* Start EXERCISE MATERIAL *
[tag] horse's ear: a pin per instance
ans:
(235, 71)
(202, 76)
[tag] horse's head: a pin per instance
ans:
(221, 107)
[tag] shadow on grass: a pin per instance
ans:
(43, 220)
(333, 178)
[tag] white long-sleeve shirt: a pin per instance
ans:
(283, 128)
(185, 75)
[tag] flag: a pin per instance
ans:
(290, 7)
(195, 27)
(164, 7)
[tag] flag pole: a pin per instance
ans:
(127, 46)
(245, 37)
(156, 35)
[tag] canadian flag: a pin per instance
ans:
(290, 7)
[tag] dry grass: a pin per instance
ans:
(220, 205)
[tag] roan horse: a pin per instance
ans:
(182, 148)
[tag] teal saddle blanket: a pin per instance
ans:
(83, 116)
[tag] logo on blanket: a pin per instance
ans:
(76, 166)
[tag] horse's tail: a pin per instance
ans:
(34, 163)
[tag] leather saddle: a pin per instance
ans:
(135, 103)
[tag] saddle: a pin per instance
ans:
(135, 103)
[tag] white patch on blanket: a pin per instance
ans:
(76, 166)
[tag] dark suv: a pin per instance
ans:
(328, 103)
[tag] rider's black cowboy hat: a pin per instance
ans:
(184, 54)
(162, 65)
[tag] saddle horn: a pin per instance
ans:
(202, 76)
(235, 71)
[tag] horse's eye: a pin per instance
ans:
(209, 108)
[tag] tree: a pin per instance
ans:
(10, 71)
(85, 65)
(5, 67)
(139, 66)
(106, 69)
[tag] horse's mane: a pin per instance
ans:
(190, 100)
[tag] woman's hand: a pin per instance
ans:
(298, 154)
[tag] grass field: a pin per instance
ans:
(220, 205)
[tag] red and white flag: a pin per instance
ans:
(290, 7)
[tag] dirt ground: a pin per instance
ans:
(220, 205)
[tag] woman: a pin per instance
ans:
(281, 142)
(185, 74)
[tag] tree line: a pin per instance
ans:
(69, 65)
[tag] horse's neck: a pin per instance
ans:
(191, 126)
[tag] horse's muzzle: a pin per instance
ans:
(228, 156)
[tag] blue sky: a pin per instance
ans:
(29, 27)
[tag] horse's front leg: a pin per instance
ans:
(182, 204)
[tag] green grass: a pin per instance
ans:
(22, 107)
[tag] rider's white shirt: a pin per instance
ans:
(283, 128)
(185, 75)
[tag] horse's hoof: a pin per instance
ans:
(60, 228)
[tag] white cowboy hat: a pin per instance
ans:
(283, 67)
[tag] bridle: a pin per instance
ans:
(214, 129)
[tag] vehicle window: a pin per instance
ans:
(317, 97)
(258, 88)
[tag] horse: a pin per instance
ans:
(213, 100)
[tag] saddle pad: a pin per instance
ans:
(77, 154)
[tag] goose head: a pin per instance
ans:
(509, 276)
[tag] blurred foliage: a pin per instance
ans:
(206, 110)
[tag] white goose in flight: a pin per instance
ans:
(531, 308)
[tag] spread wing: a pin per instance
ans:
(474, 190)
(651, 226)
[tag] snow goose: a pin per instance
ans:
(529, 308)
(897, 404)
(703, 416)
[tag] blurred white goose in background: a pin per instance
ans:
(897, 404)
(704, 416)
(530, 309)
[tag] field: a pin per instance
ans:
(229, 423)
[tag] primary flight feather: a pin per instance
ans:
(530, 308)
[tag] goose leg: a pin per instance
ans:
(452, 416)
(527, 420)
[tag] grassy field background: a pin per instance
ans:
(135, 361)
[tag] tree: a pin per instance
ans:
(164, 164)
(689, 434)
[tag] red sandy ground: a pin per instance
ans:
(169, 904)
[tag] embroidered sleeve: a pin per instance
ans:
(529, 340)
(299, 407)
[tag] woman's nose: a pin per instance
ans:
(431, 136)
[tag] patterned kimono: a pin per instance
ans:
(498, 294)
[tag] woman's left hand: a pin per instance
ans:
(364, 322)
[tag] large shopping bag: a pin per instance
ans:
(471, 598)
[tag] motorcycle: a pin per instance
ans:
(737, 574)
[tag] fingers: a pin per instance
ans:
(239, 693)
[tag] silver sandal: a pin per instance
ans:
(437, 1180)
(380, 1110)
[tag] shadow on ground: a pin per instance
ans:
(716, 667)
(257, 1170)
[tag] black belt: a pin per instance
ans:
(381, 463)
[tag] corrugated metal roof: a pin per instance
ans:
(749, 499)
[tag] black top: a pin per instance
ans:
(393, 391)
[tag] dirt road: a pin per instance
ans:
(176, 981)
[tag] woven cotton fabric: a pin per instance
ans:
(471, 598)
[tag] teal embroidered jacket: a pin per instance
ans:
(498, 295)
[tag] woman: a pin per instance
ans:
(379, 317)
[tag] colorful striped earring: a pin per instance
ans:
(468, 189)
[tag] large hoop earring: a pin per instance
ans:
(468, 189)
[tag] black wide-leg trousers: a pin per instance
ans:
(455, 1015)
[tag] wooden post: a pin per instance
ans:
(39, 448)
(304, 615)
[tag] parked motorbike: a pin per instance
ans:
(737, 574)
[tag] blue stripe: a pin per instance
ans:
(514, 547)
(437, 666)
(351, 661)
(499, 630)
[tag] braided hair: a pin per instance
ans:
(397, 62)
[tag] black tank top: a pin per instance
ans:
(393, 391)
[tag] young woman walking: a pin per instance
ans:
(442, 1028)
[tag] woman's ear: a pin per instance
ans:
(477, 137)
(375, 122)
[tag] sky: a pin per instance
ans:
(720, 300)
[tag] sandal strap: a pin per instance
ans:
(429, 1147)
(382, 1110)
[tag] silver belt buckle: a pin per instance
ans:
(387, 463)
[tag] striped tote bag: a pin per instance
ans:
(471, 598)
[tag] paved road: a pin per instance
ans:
* End EXERCISE MATERIAL *
Rewrite every line of the material, changing each "a pin per instance" to "one point for each instance" and keeping everything else the same.

--- REPLY ---
[tag] horse's ear: one point for each instance
ans:
(235, 71)
(202, 76)
[tag] horse's head: one point for each instance
ans:
(221, 107)
[tag] shadow on grass: one point for each instance
ans:
(43, 220)
(333, 178)
[tag] white long-sleeve shirt: one point for each instance
ans:
(283, 128)
(185, 75)
[tag] flag: one point for each instance
ans:
(290, 7)
(195, 27)
(164, 7)
[tag] flag pole: one point for each instance
ans:
(127, 46)
(245, 37)
(156, 35)
[tag] canadian flag: one point for each instance
ans:
(290, 7)
[tag] dry grass: one point for each instance
ans:
(220, 205)
[tag] roan horse: one point for each instance
ans:
(182, 148)
[tag] teal saddle blanket: one point for each instance
ans:
(83, 116)
[tag] logo on blanket: one point for each instance
ans:
(76, 166)
[tag] horse's tail: one point for each instance
ans:
(34, 163)
[tag] leather saddle: one point for each instance
ans:
(135, 103)
[tag] saddle: one point for each instance
ans:
(135, 103)
[tag] white patch on blanket: one point for each instance
ans:
(76, 166)
[tag] dark suv: one point for each instance
ans:
(328, 103)
[tag] rider's black cowboy hat: one point for each instance
ans:
(184, 54)
(162, 65)
[tag] saddle horn: one point for each instance
ans:
(202, 76)
(235, 71)
[tag] horse's eye: one point for each instance
ans:
(209, 108)
[tag] tree: one point for each instance
ans:
(10, 71)
(85, 65)
(5, 67)
(139, 66)
(106, 69)
[tag] horse's mane: one point for each instance
ans:
(190, 100)
[tag] woman's hand: one point for each instance
ans:
(298, 154)
[tag] grass field: one point for each instance
ans:
(220, 205)
[tag] red and white flag: one point for each instance
ans:
(290, 7)
[tag] dirt ground: one point for each instance
ans:
(220, 205)
[tag] woman: one point for each instance
ans:
(281, 142)
(185, 74)
[tag] tree line: one point for each instance
ans:
(69, 65)
[tag] horse's neck: one point for each instance
ans:
(191, 126)
[tag] horse's muzzle: one point for each instance
ans:
(228, 156)
[tag] blue sky: one point for each instance
ans:
(29, 27)
[tag] horse's front leg: one point for each instance
ans:
(182, 204)
[tag] green grass: one point for each instance
ans:
(22, 107)
[tag] rider's white shirt: one point for each instance
ans:
(283, 128)
(185, 75)
[tag] horse's hoof: one point for each instance
ans:
(60, 228)
[tag] white cowboy hat: one point for each instance
ans:
(283, 67)
[tag] bridle: one point for each instance
ans:
(214, 129)
[tag] vehicle window: one point for each instance
ans:
(317, 97)
(258, 88)
[tag] horse: one point for each instance
ans:
(213, 100)
[tag] saddle pad: one point for each instance
ans:
(77, 154)
[tag] goose head: one point for each instance
ans:
(509, 276)
[tag] blurred foliage: one point for each instance
ans:
(206, 110)
[tag] white goose in flight: one point for each instance
ans:
(531, 308)
[tag] spread wing: one point for each instance
ans:
(474, 190)
(651, 226)
[tag] snow goose: one point for each instance
ans:
(529, 308)
(897, 404)
(703, 416)
[tag] blurred white goose in background: one point for each instance
ans:
(897, 404)
(704, 416)
(530, 309)
[tag] field: one point for each instance
ans:
(229, 423)
[tag] primary flight feather: one point for each instance
ans:
(530, 308)
[tag] goose leg: one point for each instance
ans:
(452, 416)
(527, 420)
[tag] grassy field background: one point for each instance
ans:
(135, 361)
[tag] tree: one point for each instance
ans:
(164, 164)
(689, 434)
[tag] red sandy ground: one point for each instance
ans:
(169, 904)
[tag] embroidered sleeve: one point for each instance
ans:
(529, 340)
(299, 407)
[tag] woman's nose: one point for each instance
ans:
(431, 136)
[tag] patterned kimono: one point for each instance
ans:
(498, 294)
[tag] woman's left hand: one point for each instance
ans:
(364, 322)
[tag] large shopping bag: one point for each instance
ans:
(471, 598)
[tag] motorcycle: one point for each instance
ans:
(737, 574)
[tag] fingers: one point for each instance
ans:
(239, 693)
[tag] silver sandal: one point for each instance
ans:
(437, 1180)
(380, 1110)
[tag] shadow on ground: one point for each instance
ans:
(716, 667)
(257, 1170)
[tag] black belt: one point for each instance
ans:
(381, 463)
[tag] corrugated metal roof: one point for each instance
ans:
(749, 499)
[tag] black top: one point for each instance
ans:
(393, 391)
[tag] dirt road: one point for each instance
ans:
(176, 981)
[tag] woven cotton fabric: one point for each instance
ans:
(471, 598)
[tag] teal embroidered jacket: one point for each instance
ans:
(498, 295)
[tag] woman: one point for each instance
ans:
(379, 317)
[tag] colorful striped earring: one point for each instance
ans:
(468, 189)
[tag] large hoop earring: one point for each instance
ans:
(468, 189)
[tag] black wide-leg trousers: one point for each instance
ans:
(455, 1015)
[tag] wooden post: one point for each instance
ans:
(39, 448)
(304, 615)
[tag] parked motorbike: one point for each instance
ans:
(737, 574)
[tag] blue stripe: one point for each instance
ans:
(514, 547)
(437, 666)
(351, 661)
(499, 630)
[tag] braided hair: one point for each instance
ans:
(397, 62)
[tag] black tank top: one point for each instance
ans:
(393, 391)
[tag] young woman walking: one point for each instance
ans:
(442, 1028)
[tag] woman's ear: one point for each instance
ans:
(477, 137)
(375, 122)
[tag] sky: one point for each instance
ans:
(720, 300)
[tag] sandal strap: one point for each instance
ans:
(429, 1147)
(382, 1110)
[tag] silver belt buckle: one point for each instance
ans:
(387, 463)
[tag] striped tote bag: one point for each instance
ans:
(471, 598)
[tag] paved road: one point for each instance
ans:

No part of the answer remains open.